START Input material
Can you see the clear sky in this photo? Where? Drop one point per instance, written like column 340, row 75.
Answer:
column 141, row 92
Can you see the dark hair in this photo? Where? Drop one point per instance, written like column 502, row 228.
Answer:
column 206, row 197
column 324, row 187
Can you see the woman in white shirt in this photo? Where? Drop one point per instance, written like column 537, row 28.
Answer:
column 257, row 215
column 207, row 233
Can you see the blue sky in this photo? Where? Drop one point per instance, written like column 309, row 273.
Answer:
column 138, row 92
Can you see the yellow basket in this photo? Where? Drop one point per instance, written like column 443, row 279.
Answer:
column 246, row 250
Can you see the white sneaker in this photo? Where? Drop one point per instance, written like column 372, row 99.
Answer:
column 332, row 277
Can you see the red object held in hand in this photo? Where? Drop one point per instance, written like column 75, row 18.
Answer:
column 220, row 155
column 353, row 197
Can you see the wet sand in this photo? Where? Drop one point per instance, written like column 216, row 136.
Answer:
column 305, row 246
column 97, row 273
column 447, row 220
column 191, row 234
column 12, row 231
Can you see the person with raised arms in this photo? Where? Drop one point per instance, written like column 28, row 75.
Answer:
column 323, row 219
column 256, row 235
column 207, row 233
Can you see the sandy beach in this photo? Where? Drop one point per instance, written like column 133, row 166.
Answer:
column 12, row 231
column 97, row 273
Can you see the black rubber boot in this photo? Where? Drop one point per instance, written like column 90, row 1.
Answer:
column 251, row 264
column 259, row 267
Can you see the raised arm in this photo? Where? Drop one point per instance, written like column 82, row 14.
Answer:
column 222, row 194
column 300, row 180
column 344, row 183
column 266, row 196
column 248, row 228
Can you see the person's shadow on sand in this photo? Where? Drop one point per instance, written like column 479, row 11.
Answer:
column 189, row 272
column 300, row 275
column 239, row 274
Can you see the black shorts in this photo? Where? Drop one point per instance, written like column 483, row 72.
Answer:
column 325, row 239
END Input material
*Instructions to follow*
Go through the listing, and whenever a line contains the string "person", copy that line.

*Exercise result*
Can you see the person with raised arms in this photo? Where? Drop one point per instance, written like column 28, row 75.
Can you see the person's shadow on sand in this photo? Where? Drop one point per instance, written like column 479, row 11.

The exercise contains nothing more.